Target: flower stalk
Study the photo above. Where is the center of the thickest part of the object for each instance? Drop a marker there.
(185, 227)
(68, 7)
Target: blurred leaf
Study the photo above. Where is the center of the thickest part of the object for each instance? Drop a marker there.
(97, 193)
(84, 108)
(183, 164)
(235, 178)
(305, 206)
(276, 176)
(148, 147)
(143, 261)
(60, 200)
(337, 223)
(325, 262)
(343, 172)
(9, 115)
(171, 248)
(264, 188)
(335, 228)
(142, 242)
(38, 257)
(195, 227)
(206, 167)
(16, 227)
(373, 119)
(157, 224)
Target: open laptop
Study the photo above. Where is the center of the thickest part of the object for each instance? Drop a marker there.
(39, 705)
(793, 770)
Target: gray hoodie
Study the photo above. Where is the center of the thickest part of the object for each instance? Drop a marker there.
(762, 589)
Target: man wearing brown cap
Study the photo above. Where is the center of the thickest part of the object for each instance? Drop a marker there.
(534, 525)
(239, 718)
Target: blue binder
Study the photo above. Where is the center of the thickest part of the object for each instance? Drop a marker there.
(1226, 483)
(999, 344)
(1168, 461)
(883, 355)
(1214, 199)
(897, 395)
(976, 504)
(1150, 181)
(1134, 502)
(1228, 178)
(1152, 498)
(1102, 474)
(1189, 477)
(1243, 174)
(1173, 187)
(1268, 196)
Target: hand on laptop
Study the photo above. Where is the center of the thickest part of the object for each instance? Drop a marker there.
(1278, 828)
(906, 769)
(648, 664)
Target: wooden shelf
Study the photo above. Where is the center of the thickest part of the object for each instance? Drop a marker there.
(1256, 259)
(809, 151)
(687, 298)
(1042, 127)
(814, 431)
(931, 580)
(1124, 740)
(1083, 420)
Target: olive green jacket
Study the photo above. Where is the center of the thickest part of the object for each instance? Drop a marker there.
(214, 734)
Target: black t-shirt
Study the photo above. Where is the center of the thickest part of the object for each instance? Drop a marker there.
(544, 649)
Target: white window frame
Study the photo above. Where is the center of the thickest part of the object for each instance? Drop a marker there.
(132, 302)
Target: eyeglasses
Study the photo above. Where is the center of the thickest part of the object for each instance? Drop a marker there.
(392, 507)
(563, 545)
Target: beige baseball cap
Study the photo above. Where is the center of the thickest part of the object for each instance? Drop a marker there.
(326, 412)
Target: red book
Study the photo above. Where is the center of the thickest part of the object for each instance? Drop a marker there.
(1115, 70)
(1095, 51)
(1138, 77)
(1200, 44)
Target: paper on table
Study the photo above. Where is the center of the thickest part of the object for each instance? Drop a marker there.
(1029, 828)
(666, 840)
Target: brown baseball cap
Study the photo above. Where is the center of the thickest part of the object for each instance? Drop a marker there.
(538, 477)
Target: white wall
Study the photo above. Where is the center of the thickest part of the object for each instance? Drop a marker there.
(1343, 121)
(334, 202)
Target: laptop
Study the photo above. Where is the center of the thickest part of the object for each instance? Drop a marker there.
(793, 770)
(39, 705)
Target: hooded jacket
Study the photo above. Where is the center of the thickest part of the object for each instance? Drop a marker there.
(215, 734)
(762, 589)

::::

▶ GIVEN INSTRUCTION
Lay out every line of the records above as a Markdown table with two columns, Number and Record line, giving each line its own numbered row and skipping any blank lines.

▶ COMPLETE OUTPUT
| Number | Record line |
|---|---|
| 1 | Target: flower stalk |
| 2 | Study the photo above. Where is the center of the thickest part of the object for each instance? Drop a marker there. |
| 3 | (185, 227) |
| 4 | (68, 7) |
| 5 | Target: blurred leaf |
| 6 | Study the photo above. Where is the center of the thickest part of the object for each instance? Drop a marker there. |
| 7 | (97, 193) |
| 8 | (84, 108) |
| 9 | (183, 164) |
| 10 | (235, 178) |
| 11 | (305, 206) |
| 12 | (276, 176) |
| 13 | (148, 147) |
| 14 | (143, 261) |
| 15 | (60, 200) |
| 16 | (337, 223) |
| 17 | (325, 262) |
| 18 | (343, 172) |
| 19 | (9, 115) |
| 20 | (171, 248) |
| 21 | (264, 188) |
| 22 | (335, 228) |
| 23 | (142, 242) |
| 24 | (38, 257) |
| 25 | (195, 227) |
| 26 | (206, 167) |
| 27 | (16, 227) |
| 28 | (373, 119) |
| 29 | (157, 224) |
| 30 | Target: open laptop |
| 31 | Study the photo above. Where is the center of the thickest part of the object for each instance? Drop a marker there. |
| 32 | (39, 705) |
| 33 | (793, 770) |
| 34 | Target: gray hoodie |
| 35 | Study the photo above. Where is the center of the thickest part of the object for each instance? Drop a marker there. |
| 36 | (762, 589) |
| 37 | Target: man wearing brown cap |
| 38 | Study the photo above. Where is the center of the thickest part of the object for each instance? Drop a marker there. |
| 39 | (534, 525) |
| 40 | (239, 718) |
| 41 | Target: blue binder |
| 42 | Study the photo above. Where is the center of the thickest part of the object for each instance? Drop a marker there. |
| 43 | (1226, 483) |
| 44 | (999, 344) |
| 45 | (1168, 461) |
| 46 | (883, 355) |
| 47 | (1214, 199) |
| 48 | (897, 395) |
| 49 | (976, 504) |
| 50 | (1150, 181) |
| 51 | (1134, 502) |
| 52 | (1228, 178) |
| 53 | (1152, 498) |
| 54 | (1102, 474) |
| 55 | (1189, 477) |
| 56 | (1243, 174) |
| 57 | (1173, 187) |
| 58 | (1268, 196) |
| 59 | Target: hand on laptop |
| 60 | Study the photo above. Where is the center of the thickest part of the object for each instance? Drop a marker there. |
| 61 | (1278, 828) |
| 62 | (906, 769) |
| 63 | (648, 664) |
| 64 | Target: wooden shelf |
| 65 | Study the photo above. Where is the center of the thickest part of the object for each instance? Drop a marker there. |
| 66 | (1256, 259) |
| 67 | (809, 151) |
| 68 | (687, 298) |
| 69 | (1042, 127) |
| 70 | (814, 431) |
| 71 | (931, 580) |
| 72 | (1124, 740) |
| 73 | (1083, 420) |
| 74 | Target: olive green jacket |
| 75 | Study the photo above. Where is the center of the thickest part of the object for each instance? Drop a marker there. |
| 76 | (214, 734) |
| 77 | Target: black t-shirt |
| 78 | Study the photo above. Where is the center of the thickest part of the object for each instance? Drop a marker there. |
| 79 | (544, 649) |
| 80 | Target: white window frame |
| 81 | Study the photo above. Where is the center of the thickest part of the object for each instance? Drop a marker there. |
| 82 | (132, 302) |
| 83 | Target: eyeglasses |
| 84 | Study the photo above. Where is the center of the thickest part of the object for each instance? Drop a marker there. |
| 85 | (392, 507) |
| 86 | (563, 545) |
| 87 | Target: beige baseball cap |
| 88 | Study the photo above. Where is the center of the thickest part of the object for each instance? Drop a marker there. |
| 89 | (326, 412) |
| 90 | Target: red book |
| 91 | Study the photo above. Where is the center of the thickest part of the object for each instance? Drop a marker there. |
| 92 | (1115, 70) |
| 93 | (1095, 51) |
| 94 | (1138, 77) |
| 95 | (1200, 44) |
| 96 | Target: paper on table |
| 97 | Study the photo above. Where is the center of the thickest part of the object for each instance? Drop a marker there. |
| 98 | (1029, 828) |
| 99 | (666, 840) |
| 100 | Target: brown baseball cap |
| 101 | Study the photo above. Where is the center of the thickest part of the object for each instance? Drop a marker there. |
| 102 | (538, 477) |
| 103 | Target: white wall |
| 104 | Study the photo above. Where is the center of the thickest part of the object for each instance? Drop a marker there. |
| 105 | (1343, 121) |
| 106 | (334, 202) |
| 107 | Target: laptop |
| 108 | Study the photo above. Where is the center of the thickest part of the object for each instance? Drop a marker there. |
| 109 | (793, 770) |
| 110 | (39, 705) |
| 111 | Target: hooded jacket |
| 112 | Study the photo above. Where is the center of the thickest part of the object for each instance? Drop a marker there. |
| 113 | (215, 734) |
| 114 | (762, 589) |